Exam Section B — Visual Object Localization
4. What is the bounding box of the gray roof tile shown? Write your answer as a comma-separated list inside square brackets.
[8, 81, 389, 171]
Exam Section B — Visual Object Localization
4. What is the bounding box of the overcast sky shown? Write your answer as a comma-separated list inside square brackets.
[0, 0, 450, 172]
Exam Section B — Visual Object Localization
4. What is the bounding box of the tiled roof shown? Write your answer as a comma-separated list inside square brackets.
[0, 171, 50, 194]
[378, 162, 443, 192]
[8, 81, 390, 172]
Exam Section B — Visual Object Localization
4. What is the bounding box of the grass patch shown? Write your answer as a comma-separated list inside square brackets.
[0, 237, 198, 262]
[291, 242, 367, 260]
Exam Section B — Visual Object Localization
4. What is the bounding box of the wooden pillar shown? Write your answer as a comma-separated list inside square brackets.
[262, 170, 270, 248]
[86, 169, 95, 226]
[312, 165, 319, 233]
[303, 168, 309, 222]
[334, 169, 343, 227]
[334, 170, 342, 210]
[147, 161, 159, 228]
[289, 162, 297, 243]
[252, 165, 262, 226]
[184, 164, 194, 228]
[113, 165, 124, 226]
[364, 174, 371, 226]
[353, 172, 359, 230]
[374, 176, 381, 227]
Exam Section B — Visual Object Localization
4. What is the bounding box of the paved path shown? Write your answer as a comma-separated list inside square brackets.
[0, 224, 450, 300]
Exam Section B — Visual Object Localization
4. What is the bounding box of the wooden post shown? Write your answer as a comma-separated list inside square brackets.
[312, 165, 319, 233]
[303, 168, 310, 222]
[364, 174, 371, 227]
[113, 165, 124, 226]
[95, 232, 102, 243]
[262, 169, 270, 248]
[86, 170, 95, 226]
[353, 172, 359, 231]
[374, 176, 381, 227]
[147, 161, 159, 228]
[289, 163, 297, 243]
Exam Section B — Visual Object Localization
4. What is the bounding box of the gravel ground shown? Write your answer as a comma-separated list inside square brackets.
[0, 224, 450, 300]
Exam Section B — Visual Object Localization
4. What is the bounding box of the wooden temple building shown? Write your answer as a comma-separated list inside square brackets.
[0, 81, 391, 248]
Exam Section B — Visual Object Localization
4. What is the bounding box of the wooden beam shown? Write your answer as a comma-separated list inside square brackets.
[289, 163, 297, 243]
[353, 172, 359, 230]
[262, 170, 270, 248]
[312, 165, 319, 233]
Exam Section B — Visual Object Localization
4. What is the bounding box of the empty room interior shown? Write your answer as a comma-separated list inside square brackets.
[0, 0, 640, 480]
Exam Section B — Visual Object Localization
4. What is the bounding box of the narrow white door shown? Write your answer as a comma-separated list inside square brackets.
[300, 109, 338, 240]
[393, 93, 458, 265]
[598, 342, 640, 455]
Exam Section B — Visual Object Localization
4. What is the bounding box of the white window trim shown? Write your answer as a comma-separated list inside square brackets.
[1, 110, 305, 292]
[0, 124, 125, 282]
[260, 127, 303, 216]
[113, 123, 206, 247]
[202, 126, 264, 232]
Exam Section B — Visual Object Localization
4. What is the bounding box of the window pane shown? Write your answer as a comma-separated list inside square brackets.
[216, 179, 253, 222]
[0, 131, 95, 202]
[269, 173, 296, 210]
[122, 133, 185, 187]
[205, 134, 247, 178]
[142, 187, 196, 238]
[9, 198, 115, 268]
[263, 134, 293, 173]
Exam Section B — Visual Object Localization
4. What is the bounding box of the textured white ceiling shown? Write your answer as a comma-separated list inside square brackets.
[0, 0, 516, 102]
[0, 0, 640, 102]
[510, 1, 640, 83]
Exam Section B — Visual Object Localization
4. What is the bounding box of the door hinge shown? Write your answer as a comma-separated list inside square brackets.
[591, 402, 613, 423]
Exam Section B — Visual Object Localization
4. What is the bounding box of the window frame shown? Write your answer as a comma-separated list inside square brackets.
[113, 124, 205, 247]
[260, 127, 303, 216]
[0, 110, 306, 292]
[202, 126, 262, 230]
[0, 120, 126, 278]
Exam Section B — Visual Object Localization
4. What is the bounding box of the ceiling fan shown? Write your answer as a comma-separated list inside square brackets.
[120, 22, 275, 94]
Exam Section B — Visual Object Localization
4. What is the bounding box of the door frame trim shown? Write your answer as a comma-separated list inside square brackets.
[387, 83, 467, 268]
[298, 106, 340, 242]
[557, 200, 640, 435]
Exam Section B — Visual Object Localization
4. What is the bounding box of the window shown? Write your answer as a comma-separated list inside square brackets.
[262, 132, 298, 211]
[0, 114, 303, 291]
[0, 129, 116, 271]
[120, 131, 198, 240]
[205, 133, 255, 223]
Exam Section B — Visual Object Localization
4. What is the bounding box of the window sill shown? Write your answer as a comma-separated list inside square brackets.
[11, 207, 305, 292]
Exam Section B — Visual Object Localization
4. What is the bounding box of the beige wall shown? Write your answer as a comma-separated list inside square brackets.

WORK TO DO: Could you write out the records again, from the start up to and including the line with "[0, 0, 450, 172]", requests included, with every bounding box coordinate increased by 73?

ANSWER TO THE EXERCISE:
Exam Section B — Visual Object Localization
4. What is the bounding box of the gray roof tile shown? Write your answer as a comma-separated list inside square brackets.
[81, 154, 462, 244]
Exam Section B — Visual Object Localization
4. What is the bounding box of the overcast sky shown? Write your answer as a comma-separated list inside square brackets.
[73, 73, 523, 245]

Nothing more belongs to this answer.